▽

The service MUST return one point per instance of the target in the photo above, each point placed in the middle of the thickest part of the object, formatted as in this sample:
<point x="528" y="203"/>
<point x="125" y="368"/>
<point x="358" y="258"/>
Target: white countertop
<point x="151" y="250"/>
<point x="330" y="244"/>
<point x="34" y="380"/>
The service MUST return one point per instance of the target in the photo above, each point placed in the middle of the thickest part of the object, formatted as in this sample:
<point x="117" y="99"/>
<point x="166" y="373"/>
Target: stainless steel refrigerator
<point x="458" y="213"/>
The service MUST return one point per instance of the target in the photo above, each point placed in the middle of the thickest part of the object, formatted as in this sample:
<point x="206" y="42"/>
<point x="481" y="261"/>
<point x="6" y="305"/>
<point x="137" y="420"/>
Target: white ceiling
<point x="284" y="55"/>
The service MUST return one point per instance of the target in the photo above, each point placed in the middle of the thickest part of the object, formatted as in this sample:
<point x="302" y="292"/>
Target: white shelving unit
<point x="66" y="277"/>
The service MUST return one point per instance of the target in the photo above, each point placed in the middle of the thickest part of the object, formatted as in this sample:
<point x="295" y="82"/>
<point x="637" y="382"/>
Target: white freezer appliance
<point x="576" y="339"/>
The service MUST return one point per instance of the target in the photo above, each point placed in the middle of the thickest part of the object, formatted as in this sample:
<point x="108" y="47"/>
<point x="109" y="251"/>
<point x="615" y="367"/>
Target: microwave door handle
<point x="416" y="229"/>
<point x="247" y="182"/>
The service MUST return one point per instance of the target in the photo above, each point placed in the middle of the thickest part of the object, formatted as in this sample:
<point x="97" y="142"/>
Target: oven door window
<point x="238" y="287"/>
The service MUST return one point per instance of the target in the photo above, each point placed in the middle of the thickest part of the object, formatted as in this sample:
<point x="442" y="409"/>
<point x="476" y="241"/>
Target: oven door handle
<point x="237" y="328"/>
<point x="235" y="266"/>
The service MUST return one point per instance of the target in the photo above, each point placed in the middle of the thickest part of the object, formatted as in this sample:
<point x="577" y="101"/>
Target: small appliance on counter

△

Job –
Your task is to quote the listing above word for word.

Correct output –
The service MUST return one point per instance of the target in the photo above, each point placed in the middle of the thickest part of the object, formatted as in this sample:
<point x="528" y="203"/>
<point x="125" y="368"/>
<point x="358" y="258"/>
Target: white countertop
<point x="151" y="250"/>
<point x="330" y="244"/>
<point x="34" y="380"/>
The service MUST return one point per instance of the target in the photo above, each point placed in the middle of the thickest part of the object, formatted as in this sample:
<point x="117" y="99"/>
<point x="166" y="373"/>
Target: stainless steel refrigerator
<point x="458" y="213"/>
The service MUST return one point per instance of the target in the photo above, each point placed in the middle of the thickest part of the object, formatted as in this sample:
<point x="206" y="42"/>
<point x="481" y="261"/>
<point x="6" y="305"/>
<point x="137" y="420"/>
Target: white ceiling
<point x="284" y="55"/>
The service MUST return one point per instance of the target in the photo above, each point placed in the middle of the thickest part of the object, formatted as in this sample:
<point x="302" y="292"/>
Target: white shelving unit
<point x="66" y="277"/>
The service MUST return one point per instance of the target in the photo above, each point placed in the middle of the thickest part of the object, formatted as in this sample:
<point x="295" y="82"/>
<point x="637" y="382"/>
Target: white freezer appliance
<point x="576" y="339"/>
The service MUST return one point per instance of the target in the photo above, each point placed in the middle of the thickest part of the object, formatted as in this sample:
<point x="108" y="47"/>
<point x="109" y="251"/>
<point x="615" y="367"/>
Target: microwave door handle
<point x="416" y="229"/>
<point x="247" y="182"/>
The service MUST return one point per instance of the target in the photo above, each point placed in the middle of the thickest part of the object, formatted as in this sample:
<point x="97" y="142"/>
Target: oven door window
<point x="238" y="287"/>
The service MUST return one point per instance of the target in the photo above, each point placed in the middle of the thickest part of the object, formatted as in this sample:
<point x="442" y="409"/>
<point x="476" y="241"/>
Target: oven door handle
<point x="237" y="328"/>
<point x="235" y="266"/>
The service MUST return one point per instance of the target in the photo above, each point placed in the middle of the thickest part of the object, formatted as in this sample:
<point x="577" y="101"/>
Target: small appliance on counter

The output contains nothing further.